**Your instructions**
A faithful copy is required of the lines from the top of the entries through the line that contains "Locate the fireplace", both included, with no pictures.

**Records shown**
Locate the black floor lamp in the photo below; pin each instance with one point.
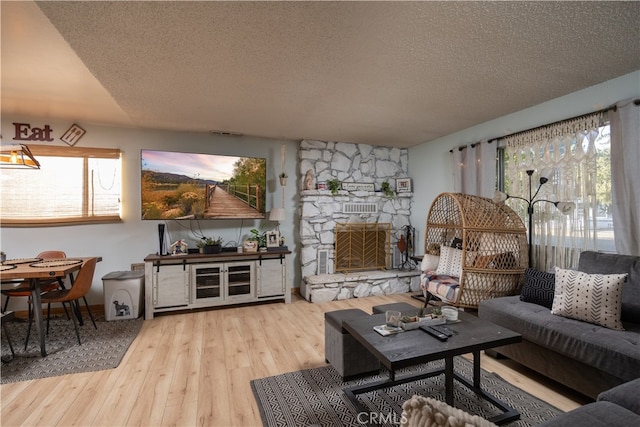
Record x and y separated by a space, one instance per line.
565 207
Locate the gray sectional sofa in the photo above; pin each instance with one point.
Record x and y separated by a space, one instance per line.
584 356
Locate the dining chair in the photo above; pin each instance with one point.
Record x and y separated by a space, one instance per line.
23 289
79 289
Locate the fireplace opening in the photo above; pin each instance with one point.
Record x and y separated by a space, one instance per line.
362 246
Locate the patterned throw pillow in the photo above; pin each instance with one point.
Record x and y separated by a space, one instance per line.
429 262
593 298
450 263
538 287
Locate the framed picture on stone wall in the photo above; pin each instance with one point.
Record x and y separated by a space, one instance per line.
403 185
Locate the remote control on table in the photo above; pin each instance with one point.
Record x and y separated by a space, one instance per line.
431 331
443 329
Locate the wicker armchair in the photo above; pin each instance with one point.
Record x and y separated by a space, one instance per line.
493 241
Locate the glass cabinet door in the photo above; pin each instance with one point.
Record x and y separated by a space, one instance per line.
240 277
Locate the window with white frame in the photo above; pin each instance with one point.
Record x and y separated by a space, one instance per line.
72 186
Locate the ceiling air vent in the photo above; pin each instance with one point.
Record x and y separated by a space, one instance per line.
357 208
323 261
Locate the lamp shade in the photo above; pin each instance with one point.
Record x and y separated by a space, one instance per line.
277 214
499 196
566 207
17 156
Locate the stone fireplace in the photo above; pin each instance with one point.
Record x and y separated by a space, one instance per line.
323 215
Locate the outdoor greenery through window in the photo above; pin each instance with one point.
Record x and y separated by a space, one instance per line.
73 185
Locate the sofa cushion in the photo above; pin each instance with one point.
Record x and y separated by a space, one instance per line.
614 352
625 395
596 262
538 287
429 262
450 262
593 298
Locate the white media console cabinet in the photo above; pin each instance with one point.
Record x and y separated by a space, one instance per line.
184 282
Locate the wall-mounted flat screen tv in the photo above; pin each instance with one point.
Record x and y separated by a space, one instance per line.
178 185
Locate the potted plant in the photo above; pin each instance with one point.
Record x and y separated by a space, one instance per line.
211 246
255 240
333 185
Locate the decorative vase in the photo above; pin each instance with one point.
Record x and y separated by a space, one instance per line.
250 246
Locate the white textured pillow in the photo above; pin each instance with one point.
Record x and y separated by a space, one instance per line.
593 298
429 262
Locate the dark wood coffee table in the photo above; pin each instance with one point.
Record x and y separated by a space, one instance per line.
472 335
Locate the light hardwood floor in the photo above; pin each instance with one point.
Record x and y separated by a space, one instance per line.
194 369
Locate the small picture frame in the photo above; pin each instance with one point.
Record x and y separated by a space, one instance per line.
273 239
403 185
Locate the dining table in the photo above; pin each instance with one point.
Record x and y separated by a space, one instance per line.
37 271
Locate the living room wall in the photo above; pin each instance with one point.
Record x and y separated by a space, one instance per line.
430 164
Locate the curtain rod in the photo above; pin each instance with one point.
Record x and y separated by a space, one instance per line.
604 110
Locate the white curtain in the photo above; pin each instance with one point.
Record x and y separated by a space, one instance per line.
568 149
474 169
625 176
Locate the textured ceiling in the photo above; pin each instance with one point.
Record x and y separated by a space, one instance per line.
381 73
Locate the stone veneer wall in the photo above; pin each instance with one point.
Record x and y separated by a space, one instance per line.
320 210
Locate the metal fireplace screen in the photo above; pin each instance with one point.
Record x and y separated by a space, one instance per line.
362 246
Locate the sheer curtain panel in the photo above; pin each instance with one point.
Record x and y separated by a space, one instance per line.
474 169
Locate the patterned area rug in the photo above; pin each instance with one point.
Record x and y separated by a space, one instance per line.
314 397
101 348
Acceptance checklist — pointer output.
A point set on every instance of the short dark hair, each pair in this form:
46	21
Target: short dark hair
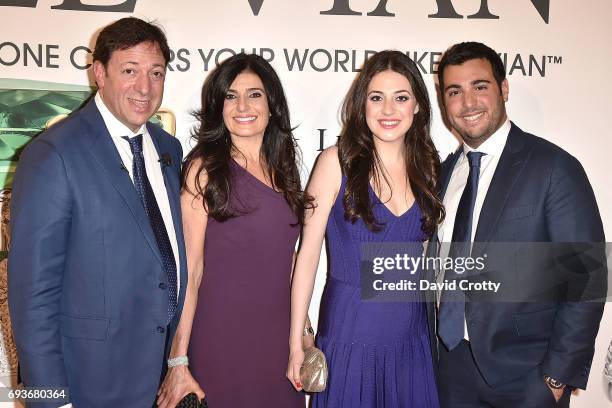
466	51
127	33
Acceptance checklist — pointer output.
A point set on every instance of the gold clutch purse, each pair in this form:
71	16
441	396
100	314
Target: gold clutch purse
313	374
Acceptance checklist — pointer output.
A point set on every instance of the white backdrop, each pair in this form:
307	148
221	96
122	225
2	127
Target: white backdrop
558	69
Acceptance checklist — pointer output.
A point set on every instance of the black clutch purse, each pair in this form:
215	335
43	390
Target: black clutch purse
191	401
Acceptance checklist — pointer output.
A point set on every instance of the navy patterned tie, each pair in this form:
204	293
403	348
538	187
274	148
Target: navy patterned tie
452	305
145	192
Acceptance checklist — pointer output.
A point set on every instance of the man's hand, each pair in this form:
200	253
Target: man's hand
557	392
178	383
308	341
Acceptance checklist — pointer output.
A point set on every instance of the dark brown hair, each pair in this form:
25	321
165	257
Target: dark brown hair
357	154
127	33
214	146
466	51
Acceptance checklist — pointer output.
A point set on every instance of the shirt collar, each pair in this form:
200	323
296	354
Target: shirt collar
494	145
116	129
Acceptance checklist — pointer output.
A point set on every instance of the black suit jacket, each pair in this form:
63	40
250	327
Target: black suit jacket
539	194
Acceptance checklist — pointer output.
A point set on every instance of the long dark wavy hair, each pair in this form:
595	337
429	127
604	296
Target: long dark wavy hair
214	147
358	157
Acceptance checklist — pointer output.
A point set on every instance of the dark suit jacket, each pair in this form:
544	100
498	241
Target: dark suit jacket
539	194
87	289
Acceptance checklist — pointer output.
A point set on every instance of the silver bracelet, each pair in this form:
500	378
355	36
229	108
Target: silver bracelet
176	361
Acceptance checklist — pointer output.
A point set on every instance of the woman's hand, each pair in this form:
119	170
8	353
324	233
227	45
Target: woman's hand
178	383
296	358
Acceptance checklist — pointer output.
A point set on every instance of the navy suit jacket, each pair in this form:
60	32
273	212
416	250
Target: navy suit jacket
87	289
539	193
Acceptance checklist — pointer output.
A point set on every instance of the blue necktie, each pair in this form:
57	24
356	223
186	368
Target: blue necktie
145	192
452	305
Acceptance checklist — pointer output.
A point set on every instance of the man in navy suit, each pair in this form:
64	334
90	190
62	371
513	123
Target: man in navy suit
97	269
506	186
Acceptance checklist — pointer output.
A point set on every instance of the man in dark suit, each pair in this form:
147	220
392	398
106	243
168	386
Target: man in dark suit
519	199
97	269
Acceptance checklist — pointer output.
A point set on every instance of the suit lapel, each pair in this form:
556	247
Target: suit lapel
510	166
106	156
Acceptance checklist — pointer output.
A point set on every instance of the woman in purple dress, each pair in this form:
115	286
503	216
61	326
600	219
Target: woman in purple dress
242	207
378	185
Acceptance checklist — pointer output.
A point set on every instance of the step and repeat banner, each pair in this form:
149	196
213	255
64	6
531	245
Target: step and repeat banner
557	56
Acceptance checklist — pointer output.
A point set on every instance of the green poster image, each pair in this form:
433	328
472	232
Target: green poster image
26	109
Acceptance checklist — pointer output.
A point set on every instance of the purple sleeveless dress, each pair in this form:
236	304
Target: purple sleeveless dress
240	337
377	352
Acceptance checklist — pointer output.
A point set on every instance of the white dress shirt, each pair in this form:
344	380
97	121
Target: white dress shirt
492	149
154	172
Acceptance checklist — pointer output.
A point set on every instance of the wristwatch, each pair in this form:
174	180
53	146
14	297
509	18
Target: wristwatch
552	383
308	331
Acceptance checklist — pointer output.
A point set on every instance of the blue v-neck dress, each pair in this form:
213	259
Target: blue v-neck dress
378	352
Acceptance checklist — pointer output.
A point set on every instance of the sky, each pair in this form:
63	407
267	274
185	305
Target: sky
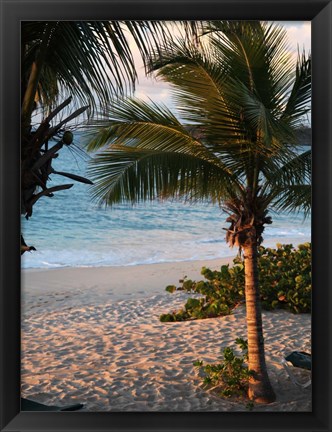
299	37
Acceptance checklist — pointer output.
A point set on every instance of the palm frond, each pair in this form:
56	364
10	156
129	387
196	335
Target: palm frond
135	174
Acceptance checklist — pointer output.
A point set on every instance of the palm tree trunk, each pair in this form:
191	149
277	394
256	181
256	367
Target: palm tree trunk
260	389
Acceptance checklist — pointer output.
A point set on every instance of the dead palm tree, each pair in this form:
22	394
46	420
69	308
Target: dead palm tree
240	98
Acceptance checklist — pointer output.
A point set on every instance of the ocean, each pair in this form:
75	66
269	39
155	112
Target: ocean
69	230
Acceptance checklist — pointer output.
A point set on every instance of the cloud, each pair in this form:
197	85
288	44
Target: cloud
299	38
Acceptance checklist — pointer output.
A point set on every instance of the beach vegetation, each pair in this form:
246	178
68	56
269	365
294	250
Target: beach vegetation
285	283
243	96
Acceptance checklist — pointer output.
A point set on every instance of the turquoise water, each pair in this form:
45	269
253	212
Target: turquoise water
70	230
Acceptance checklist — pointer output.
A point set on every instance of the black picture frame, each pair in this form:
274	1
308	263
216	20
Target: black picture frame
319	12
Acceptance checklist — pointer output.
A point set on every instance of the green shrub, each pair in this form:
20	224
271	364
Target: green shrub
284	280
230	377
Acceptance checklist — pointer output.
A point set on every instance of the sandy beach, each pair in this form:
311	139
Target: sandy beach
93	335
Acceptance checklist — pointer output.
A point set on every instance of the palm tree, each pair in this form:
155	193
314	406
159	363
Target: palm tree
240	99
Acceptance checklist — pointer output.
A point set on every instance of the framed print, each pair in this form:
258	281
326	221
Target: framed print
166	215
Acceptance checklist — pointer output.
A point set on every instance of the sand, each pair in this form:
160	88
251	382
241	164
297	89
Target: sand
93	335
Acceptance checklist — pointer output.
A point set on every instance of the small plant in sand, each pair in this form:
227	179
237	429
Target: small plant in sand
285	282
230	377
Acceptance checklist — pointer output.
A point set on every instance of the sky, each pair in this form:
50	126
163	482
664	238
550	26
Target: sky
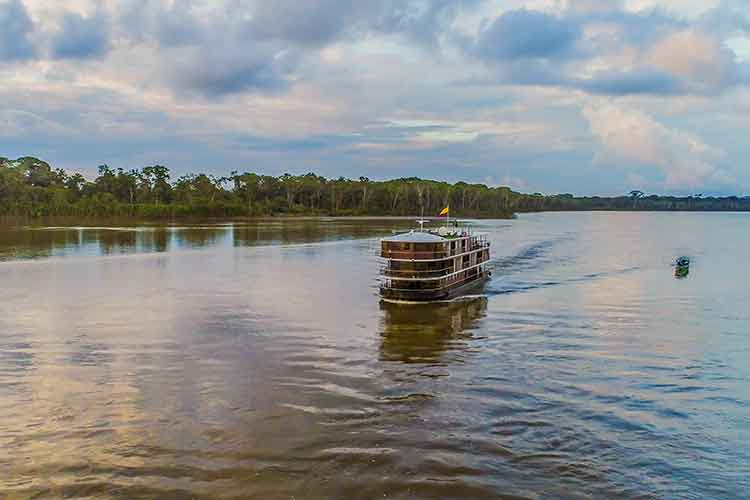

**Answer to this exercise**
Locate the black floor lamp in the photo below; pin each instance with one point.
Record x and y separated by a space, one instance per line.
565 207
Locate the gray sectional sofa in the photo above; pin each instance with one point.
Record x and y separated by a space, one instance per line.
584 356
Locate the dining chair in the photo above; pin each instance with one point.
Record x and y separated by a space, one instance per line.
23 289
79 289
Locate the fireplace opening in the photo above; pin each instance with one point.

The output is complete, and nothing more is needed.